_TEXT PROVIDED_.
··········
It is custom to have the first line of a CSV file serve as a sort of index, 
naming the columns. CSV Import supports this through the --name-indexes 
option. Using this, we can alter the command a bit, the --mappings option 
specifically:

$ python csvimport.py --csv import.csv --mappings column1=field1, -> 
column2=field2,column3=field3 --model TestModel --modelspy .

This asserts that the first line of import.csv looks like this:
"column1","column2","column3"

Using KeyFields
---------------

Here's an example of using key fields.  In this case the csv file contains three
columns, last_name, first_name, and the manager's last_name.  The resource model
contains a ForeignKey field named "Manager" that is a self referencing.

Note, the mappings string must be contiain in quotes to prevent the | character
from acting like a pipe (at least under windows).

$ python CSVImport.py --csv engineers.csv --mappings "1=last_name 2=first_name -> 
3=manager(Resource|last_name)" --model Resource --modelspy .

Version history
===============

*   0.1, 9 March 2008: Initial Release.
··········
_TASK DIRECTIONS_. Copy the CSV Import documentation above word for word, from its first line to its last. The items after this text come from a separate source.
··········
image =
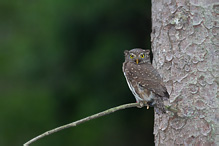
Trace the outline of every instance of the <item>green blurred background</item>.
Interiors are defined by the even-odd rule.
[[[0,2],[0,145],[135,102],[123,51],[150,48],[147,0]],[[131,108],[33,146],[150,146],[153,109]],[[31,145],[31,146],[32,146]]]

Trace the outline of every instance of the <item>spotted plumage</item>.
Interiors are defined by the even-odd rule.
[[[169,98],[169,94],[158,71],[150,63],[150,52],[137,48],[124,53],[123,73],[136,101],[154,106],[158,114],[165,113],[163,100]]]

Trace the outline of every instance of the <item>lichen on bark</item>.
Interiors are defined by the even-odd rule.
[[[152,0],[153,65],[177,115],[155,114],[155,145],[219,145],[219,2]]]

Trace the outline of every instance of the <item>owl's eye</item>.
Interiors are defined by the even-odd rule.
[[[141,54],[141,58],[144,58],[144,54]]]

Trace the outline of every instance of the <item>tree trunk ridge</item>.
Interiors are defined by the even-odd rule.
[[[156,146],[219,145],[219,2],[152,0],[153,65],[177,115],[155,114]]]

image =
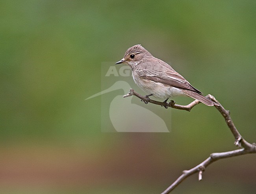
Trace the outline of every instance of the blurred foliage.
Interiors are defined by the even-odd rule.
[[[252,0],[2,1],[0,192],[160,193],[210,153],[235,148],[202,104],[171,113],[141,104],[169,133],[101,132],[100,97],[84,100],[101,90],[102,62],[135,44],[214,95],[255,141],[255,10]],[[218,161],[173,193],[253,193],[255,159]]]

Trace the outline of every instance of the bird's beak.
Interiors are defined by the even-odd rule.
[[[123,62],[125,62],[126,60],[124,60],[124,59],[122,59],[121,60],[119,60],[119,61],[117,61],[116,63],[115,63],[116,65],[117,65],[118,64],[121,64],[121,63],[122,63]]]

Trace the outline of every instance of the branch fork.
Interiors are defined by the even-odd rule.
[[[171,101],[169,103],[167,103],[165,101],[159,102],[151,100],[148,97],[141,95],[132,88],[130,89],[130,91],[127,94],[123,96],[123,97],[126,98],[132,96],[135,96],[137,97],[140,99],[141,101],[144,101],[146,104],[148,104],[149,102],[162,106],[164,106],[166,108],[168,107],[171,107],[173,108],[184,110],[187,111],[190,111],[193,107],[200,103],[199,101],[195,100],[189,104],[184,106],[176,104],[175,104],[175,102],[173,101]],[[255,143],[250,143],[246,141],[243,138],[242,135],[240,134],[233,122],[232,119],[230,116],[230,112],[229,110],[226,110],[224,108],[213,96],[211,94],[208,94],[206,97],[219,105],[219,106],[215,106],[224,118],[228,126],[235,137],[236,140],[234,143],[234,144],[239,148],[242,147],[243,148],[228,152],[213,153],[211,154],[209,157],[197,166],[189,170],[183,170],[182,174],[172,185],[161,193],[161,194],[167,194],[169,193],[170,192],[176,188],[184,179],[197,172],[198,172],[198,180],[200,181],[202,180],[203,172],[206,170],[207,166],[213,162],[219,159],[241,156],[247,154],[256,153],[256,144]]]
··········
_EXERCISE SOLUTION_.
It is custom to have the first line of a CSV file serve as a sort of index, 
naming the columns. CSV Import supports this through the --name-indexes 
option. Using this, we can alter the command a bit, the --mappings option 
specifically:

$ python csvimport.py --csv import.csv --mappings column1=field1, -> 
column2=field2,column3=field3 --model TestModel --modelspy .

This asserts that the first line of import.csv looks like this:
"column1","column2","column3"

Using KeyFields
---------------

Here's an example of using key fields.  In this case the csv file contains three
columns, last_name, first_name, and the manager's last_name.  The resource model
contains a ForeignKey field named "Manager" that is a self referencing.

Note, the mappings string must be contiain in quotes to prevent the | character
from acting like a pipe (at least under windows).

$ python CSVImport.py --csv engineers.csv --mappings "1=last_name 2=first_name -> 
3=manager(Resource|last_name)" --model Resource --modelspy .

Version history
===============

*   0.1, 9 March 2008: Initial Release.